TASK BRIEF ▸
Count the lines in the entries below that contain the string "stadium", with uppercase and lowercase treated as different, and reply with only that number.

PROVIDED ENTRIES ▸
═══
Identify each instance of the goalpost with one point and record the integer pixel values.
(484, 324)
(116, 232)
═══
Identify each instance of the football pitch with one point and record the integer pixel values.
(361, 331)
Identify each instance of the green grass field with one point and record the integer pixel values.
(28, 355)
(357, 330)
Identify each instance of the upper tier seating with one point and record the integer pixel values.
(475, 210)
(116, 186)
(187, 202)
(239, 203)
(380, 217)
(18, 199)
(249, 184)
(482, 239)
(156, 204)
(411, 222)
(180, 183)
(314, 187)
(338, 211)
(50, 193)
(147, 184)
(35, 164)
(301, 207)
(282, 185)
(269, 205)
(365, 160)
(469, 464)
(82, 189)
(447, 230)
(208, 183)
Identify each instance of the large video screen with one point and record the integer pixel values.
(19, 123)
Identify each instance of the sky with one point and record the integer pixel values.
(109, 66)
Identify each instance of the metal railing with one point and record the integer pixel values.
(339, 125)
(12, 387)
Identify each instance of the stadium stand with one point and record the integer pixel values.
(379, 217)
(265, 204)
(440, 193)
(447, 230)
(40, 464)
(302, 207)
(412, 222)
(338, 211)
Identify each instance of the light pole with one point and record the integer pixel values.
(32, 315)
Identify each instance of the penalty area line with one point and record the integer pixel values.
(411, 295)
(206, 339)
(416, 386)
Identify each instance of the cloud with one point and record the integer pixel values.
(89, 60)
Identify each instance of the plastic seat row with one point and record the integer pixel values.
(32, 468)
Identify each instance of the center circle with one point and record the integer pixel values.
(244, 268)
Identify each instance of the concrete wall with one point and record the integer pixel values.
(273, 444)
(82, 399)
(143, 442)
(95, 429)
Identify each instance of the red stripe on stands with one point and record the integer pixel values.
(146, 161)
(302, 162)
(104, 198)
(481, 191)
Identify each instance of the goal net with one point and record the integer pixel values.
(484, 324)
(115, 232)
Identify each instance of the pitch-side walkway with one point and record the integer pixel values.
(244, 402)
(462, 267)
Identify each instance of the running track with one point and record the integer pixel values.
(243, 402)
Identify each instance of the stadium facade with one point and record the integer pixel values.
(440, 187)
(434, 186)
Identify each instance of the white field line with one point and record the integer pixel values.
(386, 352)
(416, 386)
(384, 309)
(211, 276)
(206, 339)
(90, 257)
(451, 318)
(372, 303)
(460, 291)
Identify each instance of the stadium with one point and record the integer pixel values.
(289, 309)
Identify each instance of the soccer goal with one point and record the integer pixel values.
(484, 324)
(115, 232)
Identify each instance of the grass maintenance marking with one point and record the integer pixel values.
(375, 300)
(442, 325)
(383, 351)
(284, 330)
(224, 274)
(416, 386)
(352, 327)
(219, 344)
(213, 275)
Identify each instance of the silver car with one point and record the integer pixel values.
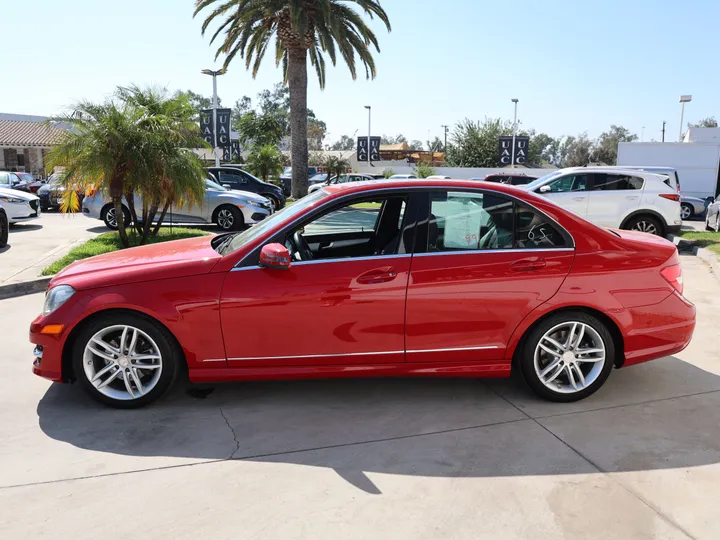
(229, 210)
═══
SOLUTION TO THE PROBLEM ▸
3